Given entries:
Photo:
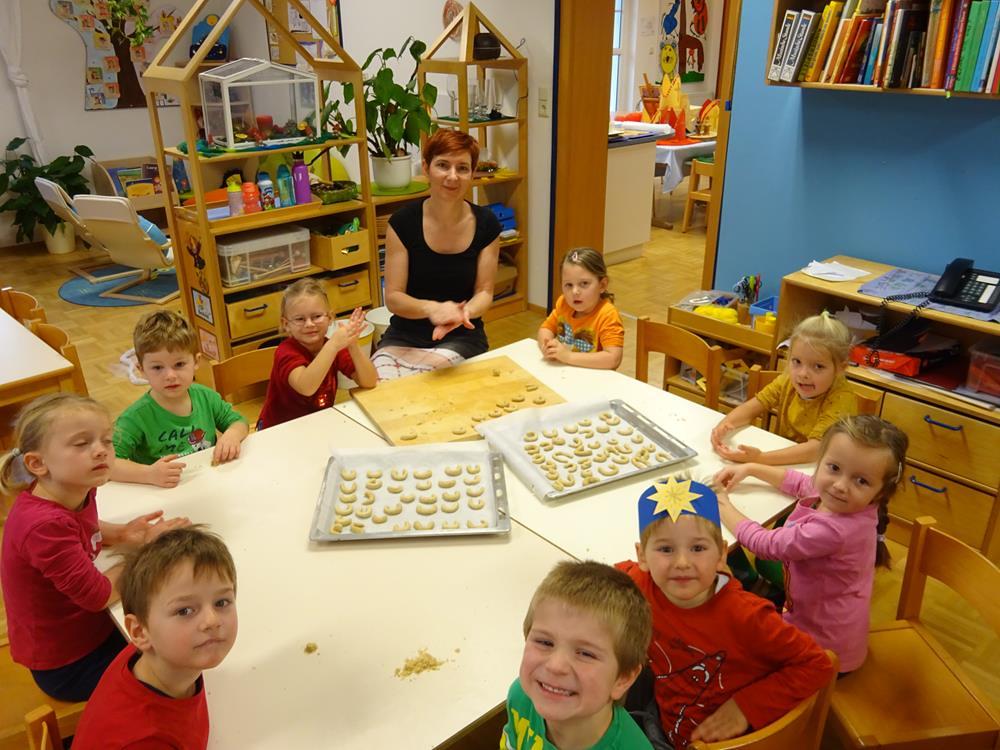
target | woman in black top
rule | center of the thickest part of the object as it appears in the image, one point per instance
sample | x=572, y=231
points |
x=440, y=263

Exercise: Format the lines above as a numbered list, skipping blank lines and leaving the picture out.

Problem solution:
1. Photo:
2. target | woman in black top
3. rule | center of the thickest part of the object as it appears in the image, one point per instance
4. sample | x=572, y=231
5. points |
6. x=440, y=263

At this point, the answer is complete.